┌─ Material supplied

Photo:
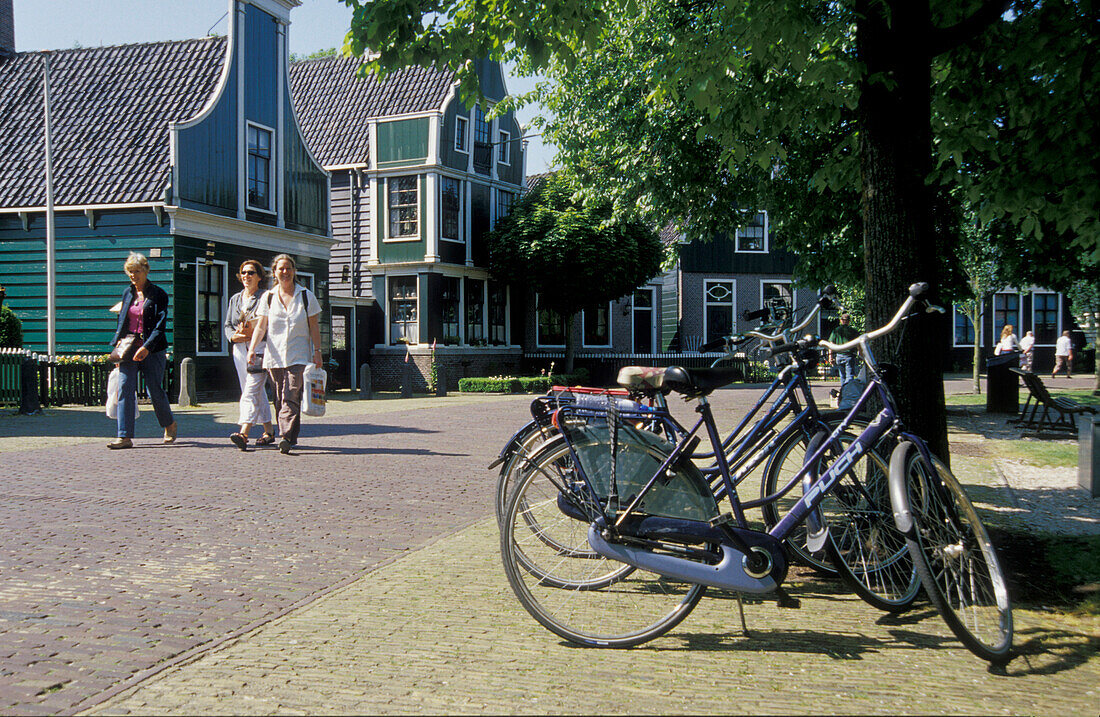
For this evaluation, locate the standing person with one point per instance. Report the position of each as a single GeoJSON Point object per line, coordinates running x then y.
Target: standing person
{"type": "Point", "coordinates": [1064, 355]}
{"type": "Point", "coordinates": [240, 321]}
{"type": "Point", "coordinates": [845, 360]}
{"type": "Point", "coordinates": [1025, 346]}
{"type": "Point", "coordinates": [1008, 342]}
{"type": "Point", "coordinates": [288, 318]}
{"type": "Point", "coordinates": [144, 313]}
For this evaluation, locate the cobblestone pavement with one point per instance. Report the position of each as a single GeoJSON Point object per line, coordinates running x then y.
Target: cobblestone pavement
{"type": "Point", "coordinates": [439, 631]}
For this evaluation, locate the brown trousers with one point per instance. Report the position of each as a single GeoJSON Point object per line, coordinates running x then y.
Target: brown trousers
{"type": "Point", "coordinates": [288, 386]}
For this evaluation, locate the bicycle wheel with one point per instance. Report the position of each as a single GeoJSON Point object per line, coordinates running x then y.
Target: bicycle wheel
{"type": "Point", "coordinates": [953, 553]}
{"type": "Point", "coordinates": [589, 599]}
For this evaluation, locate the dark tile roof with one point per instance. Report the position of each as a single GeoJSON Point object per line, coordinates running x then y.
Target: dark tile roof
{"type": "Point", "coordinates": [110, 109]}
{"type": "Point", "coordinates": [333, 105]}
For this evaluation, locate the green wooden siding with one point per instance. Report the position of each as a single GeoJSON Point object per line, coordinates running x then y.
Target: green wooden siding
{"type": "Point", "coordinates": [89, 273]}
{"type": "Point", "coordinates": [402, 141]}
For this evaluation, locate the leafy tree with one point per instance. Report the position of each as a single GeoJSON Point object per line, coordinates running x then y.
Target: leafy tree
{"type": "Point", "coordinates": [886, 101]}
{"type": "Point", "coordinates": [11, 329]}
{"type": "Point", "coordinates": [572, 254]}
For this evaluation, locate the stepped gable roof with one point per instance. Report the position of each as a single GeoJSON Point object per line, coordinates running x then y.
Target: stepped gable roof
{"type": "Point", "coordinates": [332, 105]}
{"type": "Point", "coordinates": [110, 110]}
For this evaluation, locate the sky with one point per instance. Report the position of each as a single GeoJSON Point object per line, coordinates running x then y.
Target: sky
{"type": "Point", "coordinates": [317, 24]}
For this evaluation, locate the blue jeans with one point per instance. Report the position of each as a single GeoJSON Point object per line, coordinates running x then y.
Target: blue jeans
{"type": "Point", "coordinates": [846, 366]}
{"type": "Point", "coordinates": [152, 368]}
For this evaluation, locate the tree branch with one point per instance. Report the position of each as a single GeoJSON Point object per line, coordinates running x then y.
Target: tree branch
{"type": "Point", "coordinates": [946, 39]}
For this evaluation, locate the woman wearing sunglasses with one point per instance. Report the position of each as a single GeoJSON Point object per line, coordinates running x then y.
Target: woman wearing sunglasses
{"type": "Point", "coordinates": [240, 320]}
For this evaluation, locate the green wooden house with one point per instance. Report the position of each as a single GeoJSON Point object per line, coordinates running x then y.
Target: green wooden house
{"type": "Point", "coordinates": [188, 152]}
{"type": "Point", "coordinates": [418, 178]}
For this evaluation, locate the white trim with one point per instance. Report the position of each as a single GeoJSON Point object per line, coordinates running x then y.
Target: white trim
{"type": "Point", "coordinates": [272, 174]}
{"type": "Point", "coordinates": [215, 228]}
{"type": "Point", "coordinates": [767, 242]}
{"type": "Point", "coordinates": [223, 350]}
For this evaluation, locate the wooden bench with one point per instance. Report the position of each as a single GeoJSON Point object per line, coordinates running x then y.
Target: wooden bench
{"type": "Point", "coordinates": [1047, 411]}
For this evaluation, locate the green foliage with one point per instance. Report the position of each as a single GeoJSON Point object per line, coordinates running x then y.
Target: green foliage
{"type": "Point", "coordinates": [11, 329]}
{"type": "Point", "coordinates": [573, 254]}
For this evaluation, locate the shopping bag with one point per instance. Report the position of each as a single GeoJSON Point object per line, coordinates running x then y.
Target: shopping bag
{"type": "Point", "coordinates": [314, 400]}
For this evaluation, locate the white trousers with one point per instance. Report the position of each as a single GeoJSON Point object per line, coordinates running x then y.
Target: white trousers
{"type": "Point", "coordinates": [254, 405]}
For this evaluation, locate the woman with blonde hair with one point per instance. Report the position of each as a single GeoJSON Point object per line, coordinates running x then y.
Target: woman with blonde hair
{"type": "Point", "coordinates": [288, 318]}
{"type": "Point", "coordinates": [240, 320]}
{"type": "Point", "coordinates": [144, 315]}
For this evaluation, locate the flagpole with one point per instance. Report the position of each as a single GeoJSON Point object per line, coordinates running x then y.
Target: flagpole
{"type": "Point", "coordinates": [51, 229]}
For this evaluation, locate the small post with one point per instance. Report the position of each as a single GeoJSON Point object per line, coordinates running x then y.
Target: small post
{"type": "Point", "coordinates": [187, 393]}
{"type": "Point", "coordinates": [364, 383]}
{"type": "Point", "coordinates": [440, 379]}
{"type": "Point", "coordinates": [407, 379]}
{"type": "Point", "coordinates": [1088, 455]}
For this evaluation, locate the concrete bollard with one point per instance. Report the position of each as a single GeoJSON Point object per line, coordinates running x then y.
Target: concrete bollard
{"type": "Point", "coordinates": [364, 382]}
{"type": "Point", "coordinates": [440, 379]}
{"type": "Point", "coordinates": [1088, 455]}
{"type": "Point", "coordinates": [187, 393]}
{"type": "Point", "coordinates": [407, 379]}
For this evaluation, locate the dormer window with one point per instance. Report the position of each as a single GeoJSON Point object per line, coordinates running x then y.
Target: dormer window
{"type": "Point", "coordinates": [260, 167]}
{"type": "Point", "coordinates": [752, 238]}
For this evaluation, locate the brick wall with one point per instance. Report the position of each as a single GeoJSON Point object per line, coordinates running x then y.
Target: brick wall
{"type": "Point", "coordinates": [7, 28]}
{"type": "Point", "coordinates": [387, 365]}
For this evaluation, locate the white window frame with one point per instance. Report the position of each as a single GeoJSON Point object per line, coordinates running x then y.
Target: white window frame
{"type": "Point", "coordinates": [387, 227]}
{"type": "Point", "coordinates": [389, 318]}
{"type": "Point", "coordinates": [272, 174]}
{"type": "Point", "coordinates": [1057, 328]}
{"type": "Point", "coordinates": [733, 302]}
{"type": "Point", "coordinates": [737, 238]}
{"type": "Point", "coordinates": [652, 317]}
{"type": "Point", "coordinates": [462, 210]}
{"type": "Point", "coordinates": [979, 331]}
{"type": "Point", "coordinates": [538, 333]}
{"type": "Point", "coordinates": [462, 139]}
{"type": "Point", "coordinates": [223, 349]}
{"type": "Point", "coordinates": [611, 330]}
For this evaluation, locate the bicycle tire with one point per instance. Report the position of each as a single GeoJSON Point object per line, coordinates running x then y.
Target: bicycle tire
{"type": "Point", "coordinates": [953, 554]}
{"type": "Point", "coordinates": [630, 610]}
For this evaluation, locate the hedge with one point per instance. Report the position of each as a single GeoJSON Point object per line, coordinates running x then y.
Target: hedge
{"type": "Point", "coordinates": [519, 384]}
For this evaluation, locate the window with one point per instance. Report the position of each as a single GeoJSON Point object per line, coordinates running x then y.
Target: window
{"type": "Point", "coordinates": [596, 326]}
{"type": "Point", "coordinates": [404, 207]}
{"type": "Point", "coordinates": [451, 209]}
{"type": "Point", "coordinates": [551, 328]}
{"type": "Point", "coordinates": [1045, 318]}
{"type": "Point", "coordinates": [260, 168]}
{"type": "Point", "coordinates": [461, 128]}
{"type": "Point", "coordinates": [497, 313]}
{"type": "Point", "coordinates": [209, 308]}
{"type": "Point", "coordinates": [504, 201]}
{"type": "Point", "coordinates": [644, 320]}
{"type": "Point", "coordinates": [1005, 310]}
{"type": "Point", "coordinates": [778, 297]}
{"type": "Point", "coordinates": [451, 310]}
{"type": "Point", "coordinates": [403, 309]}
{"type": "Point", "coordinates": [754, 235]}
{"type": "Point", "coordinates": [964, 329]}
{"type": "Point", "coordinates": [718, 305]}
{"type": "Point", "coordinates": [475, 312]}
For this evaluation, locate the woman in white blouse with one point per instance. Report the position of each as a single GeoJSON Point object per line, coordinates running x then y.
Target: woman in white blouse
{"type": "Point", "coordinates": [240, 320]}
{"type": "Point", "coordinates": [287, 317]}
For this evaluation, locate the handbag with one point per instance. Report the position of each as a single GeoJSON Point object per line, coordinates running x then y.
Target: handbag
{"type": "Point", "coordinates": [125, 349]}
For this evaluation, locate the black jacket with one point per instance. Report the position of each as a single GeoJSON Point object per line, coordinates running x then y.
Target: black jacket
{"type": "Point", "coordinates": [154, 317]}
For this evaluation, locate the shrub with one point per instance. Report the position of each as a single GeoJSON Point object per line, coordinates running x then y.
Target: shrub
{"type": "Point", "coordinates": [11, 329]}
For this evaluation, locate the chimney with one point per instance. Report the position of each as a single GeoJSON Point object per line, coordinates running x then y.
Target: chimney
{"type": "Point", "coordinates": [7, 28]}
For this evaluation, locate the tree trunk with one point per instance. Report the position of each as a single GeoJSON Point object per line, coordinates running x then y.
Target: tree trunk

└─

Task goal: Quote exactly the line containing "For this evaluation, locate the black" and every later line through the end of the listing, and no other lines.

Output:
For this evaluation, locate the black jacket with one point per instance. Report the position of each as a single GeoJSON Point object per line, coordinates running x then y.
Target: black jacket
{"type": "Point", "coordinates": [154, 317]}
For this evaluation, locate the shrub with one point per instance. Report the position of each as a single GeoJSON Point object per line, coordinates running x then y.
Target: shrub
{"type": "Point", "coordinates": [11, 329]}
For this evaluation, locate the chimney with one point per instance. Report the position of each as a single GeoJSON Point object per line, coordinates running x then y.
Target: chimney
{"type": "Point", "coordinates": [7, 28]}
For this evaluation, locate the tree trunk with one point per instance. Report the position of each as a single GeoJSON Point object per line, coordinates running x then y.
Target: tree trunk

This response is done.